__Source extract__.
>> Start

At the time, the poultry industry had its Ferrari: the Dekalb XL. These birds were bred for one thing and one thing only: raw speed in egg production. They could outlay anything else in the barnyard. But there was a problem.

The very trait that made them prolific also made them destructive. They were aggressive, territorial, and prone to pecking each other to death.

The industry’s fix was crude and cruel: trim their beaks so they couldn’t do as much damage. Muir wondered if there was a more humane way. What if, instead of breeding for pure productivity, you bred for teamwork?

Breeding Super Teams

Muir set up an experiment. He placed ordinary chickens into groups of nine and measured how many eggs each group produced. Instead of rewarding the top individual chicken, he bred from the most productive groups.

After six generations, he had created what he jokingly called the “KGB,” or Kinder, Gentler Birds. On their own, these chickens weren’t much different from others. But when returned to their flocks, they massively outproduced every other group. By selecting for collaboration instead of individual dominance, Muir had created super teams that were both more productive and more peaceful.

These weren’t just better-behaved birds. They were displaying Team Intelligence. They had become smarter together, able to achieve more as a group than any one of them could manage alone.

Then came the showdown: a super team versus the industry-standard Dekalb XLs. After a year, the results were stark. Muir’s birds were thriving. The Dekalb XLs? Only three were still alive. The rest had literally pecked each other to death.

Muir had proven that great teams don’t just beat superstars. They develop Team Intelligence, and that makes them more resilient and more effective.

From Coop to Corporate

As awful as the chicken coop may sound, the lesson applies directly to the workplace. Too many companies operate like farms full of Dekalb XLs, rewarding individuals who hit their own numbers, even if they damage everyone around them.

>> End

__Exercise__. Write out the passage on Muir's chicken-breeding experiment in full, word for word. The records that come after this text aren't needed.

__Stored items__.
>> Start

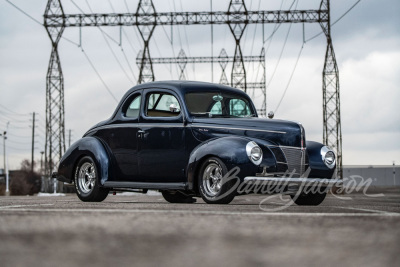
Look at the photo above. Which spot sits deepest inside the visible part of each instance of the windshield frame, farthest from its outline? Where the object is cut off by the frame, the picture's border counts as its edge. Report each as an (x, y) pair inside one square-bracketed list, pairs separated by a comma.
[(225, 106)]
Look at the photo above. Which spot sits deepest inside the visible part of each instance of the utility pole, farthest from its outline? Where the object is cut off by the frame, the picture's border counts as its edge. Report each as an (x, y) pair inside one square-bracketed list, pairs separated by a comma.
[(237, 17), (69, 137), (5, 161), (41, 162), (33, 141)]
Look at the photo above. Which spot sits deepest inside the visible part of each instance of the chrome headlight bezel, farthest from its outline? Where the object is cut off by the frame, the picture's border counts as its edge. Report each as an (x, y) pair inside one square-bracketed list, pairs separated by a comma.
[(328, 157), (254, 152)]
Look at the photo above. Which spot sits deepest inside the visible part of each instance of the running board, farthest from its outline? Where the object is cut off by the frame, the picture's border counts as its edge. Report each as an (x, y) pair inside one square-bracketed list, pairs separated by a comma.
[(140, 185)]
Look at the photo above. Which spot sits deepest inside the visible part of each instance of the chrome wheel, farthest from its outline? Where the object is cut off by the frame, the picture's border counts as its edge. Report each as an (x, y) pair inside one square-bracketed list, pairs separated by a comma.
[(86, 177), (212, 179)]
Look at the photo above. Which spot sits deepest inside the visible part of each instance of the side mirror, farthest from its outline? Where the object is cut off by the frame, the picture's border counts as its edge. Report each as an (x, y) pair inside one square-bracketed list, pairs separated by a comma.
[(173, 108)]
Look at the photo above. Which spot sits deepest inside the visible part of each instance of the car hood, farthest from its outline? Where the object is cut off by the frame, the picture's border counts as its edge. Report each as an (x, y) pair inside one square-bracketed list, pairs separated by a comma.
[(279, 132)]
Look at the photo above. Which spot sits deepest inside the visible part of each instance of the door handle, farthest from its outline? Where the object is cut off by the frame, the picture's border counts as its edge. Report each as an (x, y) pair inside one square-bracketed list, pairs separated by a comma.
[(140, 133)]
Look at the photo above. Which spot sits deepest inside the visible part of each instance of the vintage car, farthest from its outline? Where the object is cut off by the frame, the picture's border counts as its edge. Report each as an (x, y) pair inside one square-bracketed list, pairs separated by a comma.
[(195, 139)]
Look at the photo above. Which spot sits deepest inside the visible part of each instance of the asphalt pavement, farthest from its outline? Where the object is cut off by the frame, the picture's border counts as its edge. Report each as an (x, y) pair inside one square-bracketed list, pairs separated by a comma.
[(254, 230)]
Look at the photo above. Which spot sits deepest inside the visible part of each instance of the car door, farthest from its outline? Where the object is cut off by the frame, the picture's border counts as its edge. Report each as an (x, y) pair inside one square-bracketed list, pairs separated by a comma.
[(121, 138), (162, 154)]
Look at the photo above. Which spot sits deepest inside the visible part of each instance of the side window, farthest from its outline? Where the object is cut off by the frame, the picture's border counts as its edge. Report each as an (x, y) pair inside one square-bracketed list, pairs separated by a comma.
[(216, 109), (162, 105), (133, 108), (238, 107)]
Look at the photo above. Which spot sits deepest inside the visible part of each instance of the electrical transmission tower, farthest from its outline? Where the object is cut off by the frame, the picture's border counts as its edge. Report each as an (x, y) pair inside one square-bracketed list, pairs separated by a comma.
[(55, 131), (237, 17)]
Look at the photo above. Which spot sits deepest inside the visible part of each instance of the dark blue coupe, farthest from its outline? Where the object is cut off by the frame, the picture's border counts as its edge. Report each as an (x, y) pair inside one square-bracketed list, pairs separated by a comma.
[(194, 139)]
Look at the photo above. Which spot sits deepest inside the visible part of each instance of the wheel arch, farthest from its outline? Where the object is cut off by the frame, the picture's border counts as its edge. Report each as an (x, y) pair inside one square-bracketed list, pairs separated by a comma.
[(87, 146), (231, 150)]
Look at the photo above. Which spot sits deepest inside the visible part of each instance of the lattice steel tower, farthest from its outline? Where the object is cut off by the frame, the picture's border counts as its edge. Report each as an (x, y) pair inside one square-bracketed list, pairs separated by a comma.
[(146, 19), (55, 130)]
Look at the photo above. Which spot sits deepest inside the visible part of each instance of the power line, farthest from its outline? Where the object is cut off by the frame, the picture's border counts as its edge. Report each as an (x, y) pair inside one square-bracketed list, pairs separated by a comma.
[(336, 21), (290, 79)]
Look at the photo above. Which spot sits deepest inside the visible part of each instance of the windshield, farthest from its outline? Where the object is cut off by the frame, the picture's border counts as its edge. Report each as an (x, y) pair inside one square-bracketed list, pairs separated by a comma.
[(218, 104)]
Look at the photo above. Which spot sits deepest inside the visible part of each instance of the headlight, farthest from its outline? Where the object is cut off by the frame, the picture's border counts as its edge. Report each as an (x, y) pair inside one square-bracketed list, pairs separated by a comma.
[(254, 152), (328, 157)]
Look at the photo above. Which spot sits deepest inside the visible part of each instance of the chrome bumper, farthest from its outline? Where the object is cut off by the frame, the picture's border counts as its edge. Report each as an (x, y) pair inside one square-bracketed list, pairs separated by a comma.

>> End
>> Start

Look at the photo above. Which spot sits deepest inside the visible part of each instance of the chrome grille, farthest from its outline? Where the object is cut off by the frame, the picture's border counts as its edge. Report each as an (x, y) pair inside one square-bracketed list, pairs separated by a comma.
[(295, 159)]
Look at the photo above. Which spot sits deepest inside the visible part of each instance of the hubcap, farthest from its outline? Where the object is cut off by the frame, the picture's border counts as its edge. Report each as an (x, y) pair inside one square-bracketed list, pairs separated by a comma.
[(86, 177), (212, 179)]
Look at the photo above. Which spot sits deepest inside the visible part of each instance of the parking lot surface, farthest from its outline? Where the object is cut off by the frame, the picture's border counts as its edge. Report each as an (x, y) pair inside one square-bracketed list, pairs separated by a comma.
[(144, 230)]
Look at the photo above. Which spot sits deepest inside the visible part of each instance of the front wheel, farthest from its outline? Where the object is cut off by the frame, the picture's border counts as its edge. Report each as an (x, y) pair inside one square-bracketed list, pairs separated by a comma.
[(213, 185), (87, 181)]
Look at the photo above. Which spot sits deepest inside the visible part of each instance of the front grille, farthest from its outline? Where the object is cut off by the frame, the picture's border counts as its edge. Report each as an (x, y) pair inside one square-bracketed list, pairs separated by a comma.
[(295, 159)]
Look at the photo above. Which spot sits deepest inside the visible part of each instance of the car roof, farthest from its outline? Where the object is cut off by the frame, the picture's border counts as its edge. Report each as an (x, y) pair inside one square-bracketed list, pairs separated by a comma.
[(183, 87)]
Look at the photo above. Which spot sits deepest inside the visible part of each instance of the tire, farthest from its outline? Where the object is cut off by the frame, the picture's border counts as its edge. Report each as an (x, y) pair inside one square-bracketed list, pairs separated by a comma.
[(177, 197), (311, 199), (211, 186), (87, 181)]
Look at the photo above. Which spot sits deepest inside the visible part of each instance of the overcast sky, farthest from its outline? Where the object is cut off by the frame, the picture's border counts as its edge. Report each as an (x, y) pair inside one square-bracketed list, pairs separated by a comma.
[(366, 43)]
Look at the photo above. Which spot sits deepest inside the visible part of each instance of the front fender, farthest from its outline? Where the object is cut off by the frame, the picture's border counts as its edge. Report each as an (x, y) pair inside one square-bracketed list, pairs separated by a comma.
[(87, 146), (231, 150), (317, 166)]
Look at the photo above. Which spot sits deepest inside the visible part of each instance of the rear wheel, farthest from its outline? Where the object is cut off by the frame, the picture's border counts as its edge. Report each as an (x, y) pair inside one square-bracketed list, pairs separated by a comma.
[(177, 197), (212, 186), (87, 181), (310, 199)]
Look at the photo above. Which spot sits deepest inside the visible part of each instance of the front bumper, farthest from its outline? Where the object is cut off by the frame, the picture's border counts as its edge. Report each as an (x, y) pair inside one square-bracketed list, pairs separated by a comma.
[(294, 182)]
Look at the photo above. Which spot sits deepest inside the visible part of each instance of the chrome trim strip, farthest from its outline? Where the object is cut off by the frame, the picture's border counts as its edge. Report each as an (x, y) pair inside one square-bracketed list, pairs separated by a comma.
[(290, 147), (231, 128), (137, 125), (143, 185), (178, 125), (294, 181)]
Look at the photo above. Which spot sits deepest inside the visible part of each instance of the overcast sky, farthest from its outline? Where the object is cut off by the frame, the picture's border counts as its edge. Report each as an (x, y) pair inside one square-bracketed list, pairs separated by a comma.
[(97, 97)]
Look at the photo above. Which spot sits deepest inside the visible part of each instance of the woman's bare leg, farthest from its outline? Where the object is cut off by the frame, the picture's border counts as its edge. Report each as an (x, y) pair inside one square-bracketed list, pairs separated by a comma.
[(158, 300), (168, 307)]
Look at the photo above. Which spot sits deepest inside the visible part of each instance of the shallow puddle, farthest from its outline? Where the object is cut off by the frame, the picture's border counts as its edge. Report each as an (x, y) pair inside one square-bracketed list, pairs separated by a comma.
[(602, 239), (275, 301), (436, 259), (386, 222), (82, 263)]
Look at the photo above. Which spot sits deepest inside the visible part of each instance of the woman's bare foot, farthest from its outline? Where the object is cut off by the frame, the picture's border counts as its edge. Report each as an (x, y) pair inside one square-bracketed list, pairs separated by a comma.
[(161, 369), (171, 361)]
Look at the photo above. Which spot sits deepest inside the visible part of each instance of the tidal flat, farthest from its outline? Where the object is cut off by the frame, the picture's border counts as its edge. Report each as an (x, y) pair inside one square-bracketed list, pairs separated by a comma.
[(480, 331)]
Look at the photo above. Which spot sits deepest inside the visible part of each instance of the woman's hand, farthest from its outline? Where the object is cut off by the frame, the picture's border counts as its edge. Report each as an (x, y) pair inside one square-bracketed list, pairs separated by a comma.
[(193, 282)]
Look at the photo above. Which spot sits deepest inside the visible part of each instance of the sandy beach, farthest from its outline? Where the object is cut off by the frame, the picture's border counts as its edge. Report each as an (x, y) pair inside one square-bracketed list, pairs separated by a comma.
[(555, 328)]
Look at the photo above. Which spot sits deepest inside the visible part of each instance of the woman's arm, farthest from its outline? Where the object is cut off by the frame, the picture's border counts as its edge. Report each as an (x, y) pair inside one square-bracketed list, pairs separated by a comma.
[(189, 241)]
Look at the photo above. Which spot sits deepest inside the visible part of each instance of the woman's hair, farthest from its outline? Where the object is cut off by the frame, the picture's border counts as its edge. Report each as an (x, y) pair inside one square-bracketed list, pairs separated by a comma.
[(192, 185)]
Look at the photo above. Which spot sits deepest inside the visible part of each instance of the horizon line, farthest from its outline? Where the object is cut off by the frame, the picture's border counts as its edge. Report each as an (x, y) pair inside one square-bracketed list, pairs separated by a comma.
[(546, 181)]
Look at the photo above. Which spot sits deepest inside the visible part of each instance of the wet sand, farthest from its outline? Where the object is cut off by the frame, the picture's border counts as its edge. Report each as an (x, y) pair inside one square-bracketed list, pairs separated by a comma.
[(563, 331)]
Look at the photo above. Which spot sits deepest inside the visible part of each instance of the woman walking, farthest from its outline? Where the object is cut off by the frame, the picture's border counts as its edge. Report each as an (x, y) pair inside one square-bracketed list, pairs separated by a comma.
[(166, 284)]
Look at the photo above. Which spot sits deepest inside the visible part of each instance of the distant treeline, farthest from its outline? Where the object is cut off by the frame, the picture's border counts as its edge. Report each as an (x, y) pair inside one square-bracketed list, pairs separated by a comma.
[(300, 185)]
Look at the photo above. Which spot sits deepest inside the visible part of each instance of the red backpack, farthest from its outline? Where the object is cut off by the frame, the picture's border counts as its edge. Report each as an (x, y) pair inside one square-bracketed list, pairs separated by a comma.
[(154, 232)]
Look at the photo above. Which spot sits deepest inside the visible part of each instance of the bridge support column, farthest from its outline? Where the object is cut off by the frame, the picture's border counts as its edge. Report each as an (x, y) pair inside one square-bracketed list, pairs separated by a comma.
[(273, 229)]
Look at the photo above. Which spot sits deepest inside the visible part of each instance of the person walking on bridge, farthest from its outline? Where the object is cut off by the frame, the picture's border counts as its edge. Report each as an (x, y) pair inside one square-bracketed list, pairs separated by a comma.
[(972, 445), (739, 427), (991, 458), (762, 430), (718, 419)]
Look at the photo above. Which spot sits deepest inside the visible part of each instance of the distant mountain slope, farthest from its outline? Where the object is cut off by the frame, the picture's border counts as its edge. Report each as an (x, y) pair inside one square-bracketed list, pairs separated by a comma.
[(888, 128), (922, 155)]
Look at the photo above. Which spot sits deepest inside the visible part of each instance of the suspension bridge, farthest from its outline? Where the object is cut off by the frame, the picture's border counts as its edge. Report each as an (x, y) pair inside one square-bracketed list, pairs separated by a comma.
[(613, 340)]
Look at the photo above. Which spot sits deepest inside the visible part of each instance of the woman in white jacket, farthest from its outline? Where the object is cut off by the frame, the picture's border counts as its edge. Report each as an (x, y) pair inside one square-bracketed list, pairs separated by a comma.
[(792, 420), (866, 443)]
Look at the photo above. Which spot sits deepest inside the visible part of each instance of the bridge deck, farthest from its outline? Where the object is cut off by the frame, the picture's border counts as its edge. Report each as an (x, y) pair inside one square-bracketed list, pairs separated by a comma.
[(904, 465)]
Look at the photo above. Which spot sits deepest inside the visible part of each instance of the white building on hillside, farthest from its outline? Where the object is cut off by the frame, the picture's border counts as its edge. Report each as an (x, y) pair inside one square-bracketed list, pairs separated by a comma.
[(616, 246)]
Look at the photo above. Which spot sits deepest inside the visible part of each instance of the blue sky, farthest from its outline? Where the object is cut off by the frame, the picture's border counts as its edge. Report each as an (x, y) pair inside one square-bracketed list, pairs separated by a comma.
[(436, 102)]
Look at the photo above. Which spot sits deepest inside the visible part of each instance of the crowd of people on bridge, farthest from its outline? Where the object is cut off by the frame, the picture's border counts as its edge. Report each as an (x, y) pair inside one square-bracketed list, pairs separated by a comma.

>> End

__Result__.
At the time, the poultry industry had its Ferrari: the Dekalb XL. These birds were bred for one thing and one thing only: raw speed in egg production. They could outlay anything else in the barnyard. But there was a problem.

The very trait that made them prolific also made them destructive. They were aggressive, territorial, and prone to pecking each other to death.

The industry’s fix was crude and cruel: trim their beaks so they couldn’t do as much damage. Muir wondered if there was a more humane way. What if, instead of breeding for pure productivity, you bred for teamwork?

Breeding Super Teams

Muir set up an experiment. He placed ordinary chickens into groups of nine and measured how many eggs each group produced. Instead of rewarding the top individual chicken, he bred from the most productive groups.

After six generations, he had created what he jokingly called the “KGB,” or Kinder, Gentler Birds. On their own, these chickens weren’t much different from others. But when returned to their flocks, they massively outproduced every other group. By selecting for collaboration instead of individual dominance, Muir had created super teams that were both more productive and more peaceful.

These weren’t just better-behaved birds. They were displaying Team Intelligence. They had become smarter together, able to achieve more as a group than any one of them could manage alone.

Then came the showdown: a super team versus the industry-standard Dekalb XLs. After a year, the results were stark. Muir’s birds were thriving. The Dekalb XLs? Only three were still alive. The rest had literally pecked each other to death.

Muir had proven that great teams don’t just beat superstars. They develop Team Intelligence, and that makes them more resilient and more effective.

From Coop to Corporate

As awful as the chicken coop may sound, the lesson applies directly to the workplace. Too many companies operate like farms full of Dekalb XLs, rewarding individuals who hit their own numbers, even if they damage everyone around them.